**Aufgabenstellung a:** Gib sämtliche Zeilen der Datensätze unten als nummerierte Liste wieder und lass dabei die Leerzeilen weg.

**Quelle:**
• • • • • • •

Geiser: Problematisch finde ich den Fall, wenn man zuerst bei der Verfassung eines Gutachtens auf eine Frage stösst, dort - nicht publiziert - eine Meinung vertritt und nachher diese Meinung in einem wissenschaftlichen Aufsatz publiziert, ohne auf den Zusammenhang mit dem Gutachtensauftrag hinzuweisen. Nach aussen ist dann nicht erkennbar, weshalb man zu dieser Meinung gekommen ist. Und es kann eine Hemmschwelle entstehen, die Meinung zu ändern.
Forstmoser: Ich denke, es gehört heute zum guten Stil, dass man sagt, wie man zu einer Meinung gekommen ist.

• • • • • • •

Gespeicherte Daten
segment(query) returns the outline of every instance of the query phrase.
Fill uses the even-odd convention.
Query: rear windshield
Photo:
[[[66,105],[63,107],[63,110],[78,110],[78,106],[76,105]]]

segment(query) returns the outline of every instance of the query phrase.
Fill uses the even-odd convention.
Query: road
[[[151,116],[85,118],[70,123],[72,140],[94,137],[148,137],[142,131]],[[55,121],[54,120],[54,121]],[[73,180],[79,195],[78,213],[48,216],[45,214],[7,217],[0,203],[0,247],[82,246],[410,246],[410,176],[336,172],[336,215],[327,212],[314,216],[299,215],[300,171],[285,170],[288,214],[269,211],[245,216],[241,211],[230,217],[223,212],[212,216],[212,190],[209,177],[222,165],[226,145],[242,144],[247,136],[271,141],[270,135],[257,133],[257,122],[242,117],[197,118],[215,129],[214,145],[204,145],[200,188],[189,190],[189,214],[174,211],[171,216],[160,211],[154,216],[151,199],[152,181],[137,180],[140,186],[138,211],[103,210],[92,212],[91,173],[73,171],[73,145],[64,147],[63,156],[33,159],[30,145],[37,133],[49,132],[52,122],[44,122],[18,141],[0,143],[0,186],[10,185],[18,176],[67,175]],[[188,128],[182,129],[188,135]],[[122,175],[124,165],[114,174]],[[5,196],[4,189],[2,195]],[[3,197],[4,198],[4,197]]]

• • • • • • •

**Aufgabenstellung b:** Fasse die Quelle zu Gutachten und wissenschaftlichen Aufsätzen in zwei Sätzen zusammen.

**Übungsergebnis a:**
1. segment(query) returns the outline of every instance of the query phrase.
2. Fill uses the even-odd convention.
3. Query: rear windshield
4. Photo:
5. [[[66,105],[63,107],[63,110],[78,110],[78,106],[76,105]]]
6. segment(query) returns the outline of every instance of the query phrase.
7. Fill uses the even-odd convention.
8. Query: road
9. [[[151,116],[85,118],[70,123],[72,140],[94,137],[148,137],[142,131]],[[55,121],[54,120],[54,121]],[[73,180],[79,195],[78,213],[48,216],[45,214],[7,217],[0,203],[0,247],[82,246],[410,246],[410,176],[336,172],[336,215],[327,212],[314,216],[299,215],[300,171],[285,170],[288,214],[269,211],[245,216],[241,211],[230,217],[223,212],[212,216],[212,190],[209,177],[222,165],[226,145],[242,144],[247,136],[271,141],[270,135],[257,133],[257,122],[242,117],[197,118],[215,129],[214,145],[204,145],[200,188],[189,190],[189,214],[174,211],[171,216],[160,211],[154,216],[151,199],[152,181],[137,180],[140,186],[138,211],[103,210],[92,212],[91,173],[73,171],[73,145],[64,147],[63,156],[33,159],[30,145],[37,133],[49,132],[52,122],[44,122],[18,141],[0,143],[0,186],[10,185],[18,176],[67,175]],[[188,128],[182,129],[188,135]],[[122,175],[124,165],[114,174]],[[5,196],[4,189],[2,195]],[[3,197],[4,198],[4,197]]]

**Übungsergebnis b:** Geiser hält es für problematisch, eine bei der Verfassung eines Gutachtens unveröffentlicht vertretene Meinung später ohne Hinweis auf den Gutachtensauftrag in einem wissenschaftlichen Aufsatz zu publizieren, da dann nach außen nicht erkennbar ist, weshalb man zu dieser Meinung gekommen ist, und eine Hemmschwelle entstehen kann, sie zu ändern. Forstmoser zählt es heute zum guten Stil, anzugeben, wie man zu einer Meinung gekommen ist.